— START OF Given text —

The proverb illustrates how it used to be used:
- With si referring to the future, as in si a Roma fueres.... This is now expressed with the present indicative: si vas a Roma... or si fueras a Roma...
- With cuando, donde, and the like, referring to the future, as in allá donde fueres.... This is now expressed with the present subjunctive: vayas adonde vayas...

===Contrasting the preterite and the past anterior===

The past anterior is rare nowadays and restricted to formal use. It expresses a very fine nuance: the fact that an action occurs just after another (had) occurred, with words such as cuando, nada más, and en cuanto ("when", "no sooner", "as soon as"). In English, one must use either the simple past or the past perfect; Spanish has something specific between the two.
- En cuanto el delincuente hubo salido del cuarto, la víctima se echó a llorar = "As soon as the criminal (had) left the room, the victim burst into tears"

The use of hubo salido shows that the second action happened immediately after the first. Salió might imply that it happened at the same time, and había salido might imply it happened some time after.

However, colloquial Spanish has lost this tense and the corresponding nuance, and the preterite must be used instead in all but the most formal of writing.

===Contrasting ser and estar===

The differences between ser and estar are considered one of the most difficult concepts for non-native speakers. Both ser and estar translate into English as "to be", but they have different uses, depending on whether they are used with nouns, with adjectives, with past participles (more precisely, passive participles), or to express location.

Only ser is used to equate one noun phrase with another, and thus it is the verb for expressing a person's occupation ("Mi hermano es estudiante"/"My brother is a student"). For the same reason, ser is used for telling the date or the time, regardless of whether the subject is explicit ("Hoy es miércoles"/"Today is Wednesday") or merely implied ("Son las ocho"/"It's eight o'clock").

When these verbs are used with adjectives, the difference between them may be generalized by saying that ser expresses nature and estar expresses state. Frequently—although not always—adjectives used with ser express a permanent quality, while their use with estar expresses a temporary situation. There are exceptions to the generalization; for example, the sentence "Tu mamá está loca" ("Your mother is crazy") can express either a temporary or a permanent state of craziness.

Ser generally focuses on the essence of the subject, and specifically on qualities that include:
1. Nationality
2. Possession
3. Physical and personality traits
4. Material
5. Origin

Estar generally focuses on the condition of the subject, and specifically on qualities that include:
1. Physical condition
2. Feelings, emotions, and states of mind
3. Appearance

In English, the sentence "The boy is boring" uses a different adjective than "The boy is bored". In Spanish, the difference is made by the choice of ser or estar.

— END OF Given text —
— START OF Collected data —

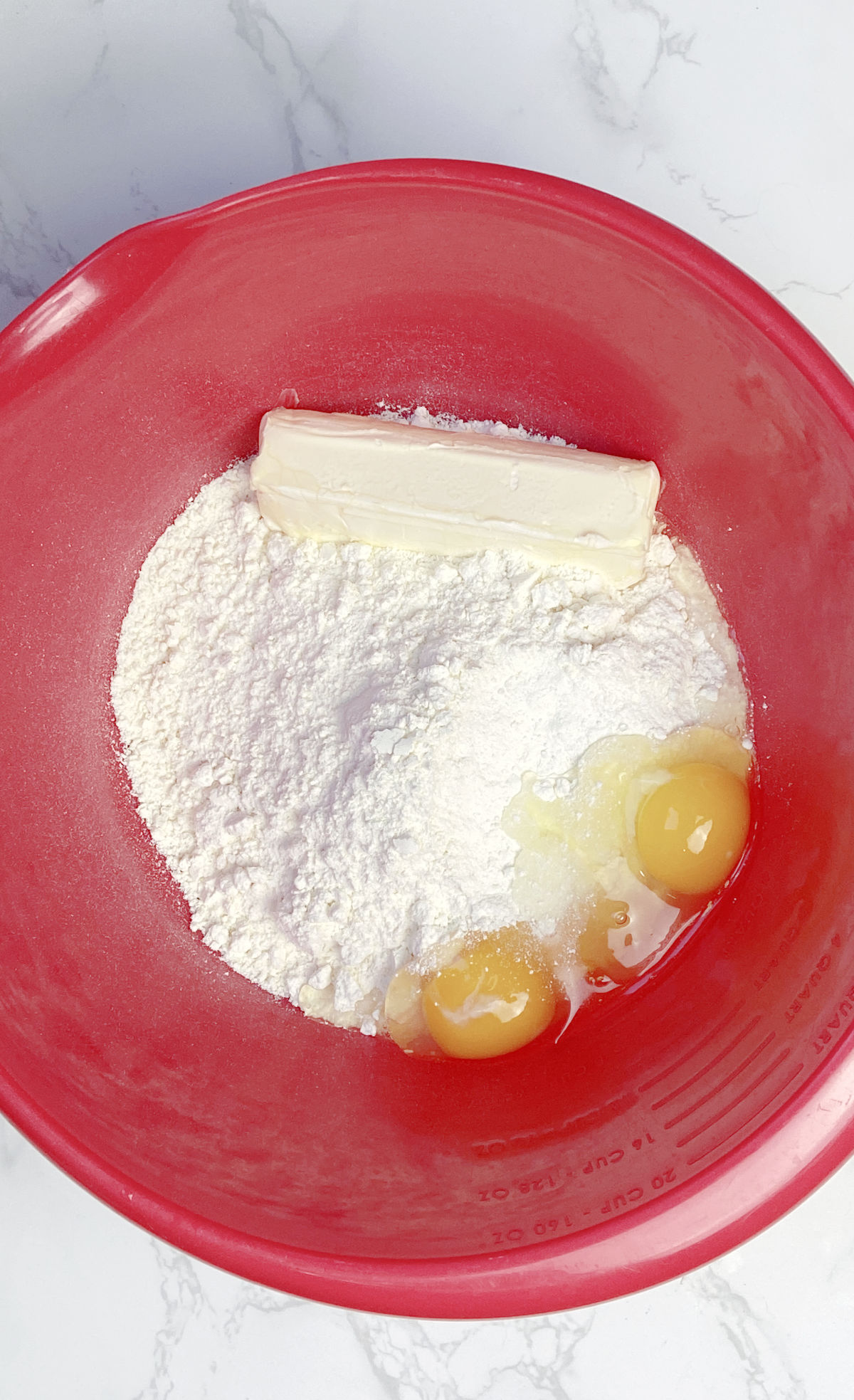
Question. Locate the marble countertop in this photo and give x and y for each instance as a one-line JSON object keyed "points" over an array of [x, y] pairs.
{"points": [[734, 121]]}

— END OF Collected data —

Exercises to complete:
1. Answer these questions about the text on Spanish verbs:
(a) To what kind of use is the past anterior now restricted?
(b) Which verb is used for telling the date or the time?
(c) What three qualities does the text list for estar?
2. Repeat the stretch of the text on Spanish verbs from "The differences between" through "to express location.".
3. Can you carry the text on Spanish verbs forward from its last sentence, writing the next part?

Exercise results:
1.
(a) Formal use.
(b) Ser.
(c) Physical condition; feelings, emotions, and states of mind; and appearance.

2.
The differences between ser and estar are considered one of the most difficult concepts for non-native speakers. Both ser and estar translate into English as "to be", but they have different uses, depending on whether they are used with nouns, with adjectives, with past participles (more precisely, passive participles), or to express location.

3.
- El chico es aburrido uses ser to express a permanent trait ("The boy is boring").
- El chico está aburrido uses estar to express a temporary state of mind ("The boy is bored").

The same strategy is used with many adjectives to express either an inherent trait (ser) or a transitory state or condition (estar). For example:
- "María es guapa" uses ser to express an essential trait, meaning "María is a good-looking person."
- "María está guapa" uses estar to express a momentary impression: "María looks beautiful" (a comment on her present appearance, without any implication about her inherent characteristics).

When ser is used with the past participle of a verb, it forms the "true" passive voice, expressing an event ("El libro fue escrito en 2005"/"The book was written in 2005"). When the past participle appears with estar, it forms a "passive of result" or "stative passive" ("El libro ya está escrito"/"The book is already written"—see Spanish conjugation).

Location of a person or thing is expressed with estar—regardless of whether temporary or permanent ("El hotel está en la esquina"/"The hotel is on the corner"). Location of an event is expressed with ser ("La reunión es en el hotel"/"The meeting is [takes place] in the hotel").

===Contrasting haber and tener===

The verbs haber and tener are easily distinguished, but they may pose a problem for learners of Spanish who speak other Romance languages (where the cognates of haber and tener are used differently), and for English speakers (where "have" is used as a verb and as an auxiliary). Haber derives from Latin habeō, with the basic meaning of "to have". Tener derives from Latin teneō, with the basic meaning of "to hold", "to keep". As habeō began to degrade and become reduced to just ambiguous monosyllables in the present tense, the Iberian Romance languages (languages closely related to Spanish) restricted its use and started to use teneō as the ordinary verb expressing having and possession.

====Haber: expressing existence====
Haber can be used as an impersonal verb expressing existence ("there is/are"). When used impersonally, haber has a special present-tense form: hay instead of ha. The y is presumed to be a fossilized form of the mediaeval Castilian clitic pronoun y or i, once meaning "there", but now semantically empty. It is cognate with French y, Catalan hi and Italian vi from Latin ibi.

Unlike in English, in standard Spanish the thing that "is there" is not the subject of the sentence, and therefore there is no agreement between it and the verb (there is often agreement though in dialectal Spanish). This echoes constructions seen in languages such as French (il y a = "it there has"), Catalan (hi ha = "[it] there has"), and even Chinese (有 yǒu = "[it] has"):

- Hay un gato en el jardín. = "There is a cat in the garden."
- En el baúl hay fotografías viejas. = "In the trunk there are some old photos."

To form perfect constructions, the past participle habido is used:

- Ha habido mucha confusión de esto. = "There's been a lot of confusion about this."
- Ha habido pocos hasta ahora. = "There have been few so far."

In certain types of emphasis it is possible to put the verb after the object:

- ¿Revistas hay? = "Are there any magazines?"

There is a tendency to make haber agree with what follows, as though it were the subject, particularly in tenses other than the present indicative. There is heavier stigma on inventing plural forms for hay, but hain, han, and suchlike are sometimes encountered in non-standard speech. The form habemos is common (meaning "there are, including me"); it very rarely replaces hemos to form the present perfect tense in modern language, and in certain contexts it is even acceptable in formal or literary language:

- Había un hombre en la casa. = "There was a man in the house."
- Había unos hombres en la casa. = "There were some men in the house." (standard)
- Habían unos hombres en la casa. = "There were some men in the house." (non-standard)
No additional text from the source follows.